◆ **Objectives**
1) Answer each question from the BLAST DTD thread:
(a) According to the reply, what are the DTDs transliterations of?
(b) What two primary differences does the earlier message point out between its preferred form and the BLAST form?
(c) Which of the two forms does the earlier message call more succinct?
2) Extend the BLAST DTD thread, carrying on from its last sentence.

◆ **Excerpt to read**

★ ★ ★

BLAST DTD (was RE: [Biojava-l] SeqSimilaritySearchSubHit - Strand information)

Michael E. Smoot mes5k at cs.virginia.edu
Tue Dec 2 17:37:02 EST 2003


This page explains how the DTD's were created:

	http://www.ncbi.nlm.nih.gov/IEB/ToolBox/XML/ncbixml.txt

The short version is that the DTD's are transliterations of their ASN.1
data models.


Mike


On Tue, 2 Dec 2003, Bobick, Stephen wrote:

>
> Greetings,
>
> I'm afraid I will not be answering the poster here, but the message caught
> my curiousity and prompted me to take a peek at the BLAST DTD, and
> subsequently post this commentary.  My question is how was the BLAST DTD
> designed and under what standards?  I find the choice of element names to be
> unfortunate.  In comparing to standard XML naming and DTD design I would
> expect something like:
>
>   <hsp_query from="576" to="229" frame="1"/>
>
> Rather than the following:
>
>   <Hsp_query-from>576</Hsp_query-from>
>   <Hsp_query-to>229</Hsp_query-to>
>   <Hsp_query-frame>1</Hsp_query-frame>
>
> The two primary differences are in capitalization, and the choice attributes
> rather than separate elements for each datum in this excerpt.  As a
> consequence, the "expected" form is more succinct.  From the DTD I see the
> latter naming and element/attribute choice is repeated many times.

★ ★ ★

◆ **Material supplied**
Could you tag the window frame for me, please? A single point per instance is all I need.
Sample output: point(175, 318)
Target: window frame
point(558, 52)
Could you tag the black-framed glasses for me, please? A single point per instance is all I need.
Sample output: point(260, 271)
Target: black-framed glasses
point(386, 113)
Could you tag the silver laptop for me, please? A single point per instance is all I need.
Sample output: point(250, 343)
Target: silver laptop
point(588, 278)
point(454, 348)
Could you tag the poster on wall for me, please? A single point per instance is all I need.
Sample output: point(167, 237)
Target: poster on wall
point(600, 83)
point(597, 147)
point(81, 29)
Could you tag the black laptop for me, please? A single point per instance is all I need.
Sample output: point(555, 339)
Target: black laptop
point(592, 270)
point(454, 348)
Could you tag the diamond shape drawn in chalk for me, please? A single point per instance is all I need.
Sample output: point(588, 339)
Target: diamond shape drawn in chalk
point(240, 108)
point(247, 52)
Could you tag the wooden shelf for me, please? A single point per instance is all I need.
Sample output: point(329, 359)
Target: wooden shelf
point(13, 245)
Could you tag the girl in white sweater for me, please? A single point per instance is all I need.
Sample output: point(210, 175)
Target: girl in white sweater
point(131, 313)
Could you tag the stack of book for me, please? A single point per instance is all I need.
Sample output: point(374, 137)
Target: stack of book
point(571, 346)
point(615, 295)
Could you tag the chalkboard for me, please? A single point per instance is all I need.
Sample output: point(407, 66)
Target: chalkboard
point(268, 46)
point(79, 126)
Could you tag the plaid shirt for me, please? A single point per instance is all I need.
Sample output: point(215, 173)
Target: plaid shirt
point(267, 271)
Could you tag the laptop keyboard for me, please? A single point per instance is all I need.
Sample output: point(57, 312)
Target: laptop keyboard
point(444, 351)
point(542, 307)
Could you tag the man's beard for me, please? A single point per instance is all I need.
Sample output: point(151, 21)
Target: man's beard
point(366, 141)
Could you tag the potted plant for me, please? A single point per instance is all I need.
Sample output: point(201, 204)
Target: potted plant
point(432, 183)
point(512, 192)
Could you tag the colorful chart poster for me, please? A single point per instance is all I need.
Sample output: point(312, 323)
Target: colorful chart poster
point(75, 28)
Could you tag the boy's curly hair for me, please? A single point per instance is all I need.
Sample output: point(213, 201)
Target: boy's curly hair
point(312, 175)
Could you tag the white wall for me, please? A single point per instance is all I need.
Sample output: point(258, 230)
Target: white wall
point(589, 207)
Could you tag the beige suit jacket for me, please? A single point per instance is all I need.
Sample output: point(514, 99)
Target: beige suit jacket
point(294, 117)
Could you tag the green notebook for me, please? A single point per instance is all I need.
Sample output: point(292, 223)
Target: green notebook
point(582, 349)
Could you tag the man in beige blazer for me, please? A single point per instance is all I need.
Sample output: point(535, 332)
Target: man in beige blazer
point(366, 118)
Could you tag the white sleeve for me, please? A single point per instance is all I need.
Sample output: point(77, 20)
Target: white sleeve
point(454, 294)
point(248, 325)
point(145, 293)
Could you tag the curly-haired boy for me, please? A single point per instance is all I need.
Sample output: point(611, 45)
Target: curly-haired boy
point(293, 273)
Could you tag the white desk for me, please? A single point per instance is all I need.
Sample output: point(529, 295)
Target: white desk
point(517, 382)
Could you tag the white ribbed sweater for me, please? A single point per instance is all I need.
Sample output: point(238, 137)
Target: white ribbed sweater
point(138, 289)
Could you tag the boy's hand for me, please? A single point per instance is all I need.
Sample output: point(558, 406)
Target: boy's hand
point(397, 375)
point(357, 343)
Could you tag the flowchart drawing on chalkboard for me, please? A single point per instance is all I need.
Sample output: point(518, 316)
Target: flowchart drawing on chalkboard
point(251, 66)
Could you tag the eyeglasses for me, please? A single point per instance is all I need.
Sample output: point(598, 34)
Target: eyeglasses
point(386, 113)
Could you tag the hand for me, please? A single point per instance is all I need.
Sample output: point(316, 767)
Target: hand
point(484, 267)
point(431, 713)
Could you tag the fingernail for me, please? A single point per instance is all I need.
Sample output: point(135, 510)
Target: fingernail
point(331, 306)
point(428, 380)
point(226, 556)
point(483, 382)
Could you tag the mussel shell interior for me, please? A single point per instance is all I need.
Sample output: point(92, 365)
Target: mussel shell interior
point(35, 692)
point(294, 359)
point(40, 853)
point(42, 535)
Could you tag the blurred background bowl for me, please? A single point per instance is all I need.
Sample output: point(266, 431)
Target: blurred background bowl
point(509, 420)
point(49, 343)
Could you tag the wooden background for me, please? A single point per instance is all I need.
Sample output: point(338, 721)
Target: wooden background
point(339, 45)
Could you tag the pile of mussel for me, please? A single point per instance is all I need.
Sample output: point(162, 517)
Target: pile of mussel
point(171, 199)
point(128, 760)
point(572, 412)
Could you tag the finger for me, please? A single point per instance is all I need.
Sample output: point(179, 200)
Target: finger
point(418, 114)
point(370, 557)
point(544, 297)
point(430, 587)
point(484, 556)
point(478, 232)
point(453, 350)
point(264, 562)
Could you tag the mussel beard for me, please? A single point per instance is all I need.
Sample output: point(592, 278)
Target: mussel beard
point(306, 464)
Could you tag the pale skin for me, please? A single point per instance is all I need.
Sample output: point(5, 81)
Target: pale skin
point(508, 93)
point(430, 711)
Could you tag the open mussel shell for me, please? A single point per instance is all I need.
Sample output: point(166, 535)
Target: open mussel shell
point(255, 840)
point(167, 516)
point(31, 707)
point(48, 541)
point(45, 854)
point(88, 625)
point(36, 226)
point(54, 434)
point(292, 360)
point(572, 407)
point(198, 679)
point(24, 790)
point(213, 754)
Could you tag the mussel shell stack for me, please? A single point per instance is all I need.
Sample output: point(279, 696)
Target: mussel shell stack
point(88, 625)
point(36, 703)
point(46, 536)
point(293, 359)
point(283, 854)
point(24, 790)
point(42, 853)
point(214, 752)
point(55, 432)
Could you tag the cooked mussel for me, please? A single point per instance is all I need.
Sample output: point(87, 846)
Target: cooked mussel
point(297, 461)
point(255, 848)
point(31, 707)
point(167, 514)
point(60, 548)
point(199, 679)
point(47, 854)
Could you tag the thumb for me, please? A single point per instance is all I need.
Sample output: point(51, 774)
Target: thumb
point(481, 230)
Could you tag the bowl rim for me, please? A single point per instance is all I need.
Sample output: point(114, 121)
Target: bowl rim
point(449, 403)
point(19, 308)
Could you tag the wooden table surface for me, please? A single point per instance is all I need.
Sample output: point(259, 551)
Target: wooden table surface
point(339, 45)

★ ★ ★

◆ **Answers for this exercise**
1)
(a) Their ASN.1 data models.
(b) Capitalization, and the choice of attributes rather than separate elements for each datum.
(c) The "expected" form.

2)
>
> I will add an admission that I have not worked with BLAST results in several
> years, as my focus has been on data management software (LIMS) and, more
> recently, analysis software.  Still, as a professional in the greater
> bioinformatics community, who works daily with XML, I do like to see an
> incorporation of good practices from the "pure" software development
> community.
>
> Comments?
>
> Stephen Bobick
>
>
> -----Original Message-----
> From: biojava-l-bounces at portal.open-bio.org
> [mailto:biojava-l-bounces at portal.open-bio.org] On Behalf Of Jan Würthner
> Sent: Tuesday, December 02, 2003 12:52 AM
> To: biojava-l at biojava.org
> Subject: [Biojava-l] SeqSimilaritySearchSubHit - Strand information
>
>
>
> Hi folks,
>
> I'm constructing SeqSimilaritySearchSubHit instances from xml formatted NCBI
>
> BLAST results, and I'm getting steadily confused with the query's and
> subject's from and to information on one hand and the query's and subject's
> strand on the other hand.
>
> The NCBI returns for example:
>
>        <Hsp_query-from>576</Hsp_query-from>
>        <Hsp_query-to>229</Hsp_query-to>
>        <Hsp_query-frame>1</Hsp_query-frame>
>
>        <Hsp_hit-from>12374053</Hsp_hit-from>
>        <Hsp_hit-to>12374401</Hsp_hit-to>
>        <Hsp_hit-frame> -1</Hsp_hit-frame>
>
> I'd think that the possibility to assign the from- and to-values in
> different
> orders (like descending in this query) already includes the information
> about
> the direction (POSITIVE/NEGATIVE). Why is there an additional "frame" value,
>
> and why is the query's frame value set to +1, and the subject's (=hit's)
> value set to -1? I assumed it to be assigned vice versa.
>
> My question is: How shall I set the SeqSimilaritySearchSubHit instance's
> query/subject values from these data?
>
> Having answered this will be of much help!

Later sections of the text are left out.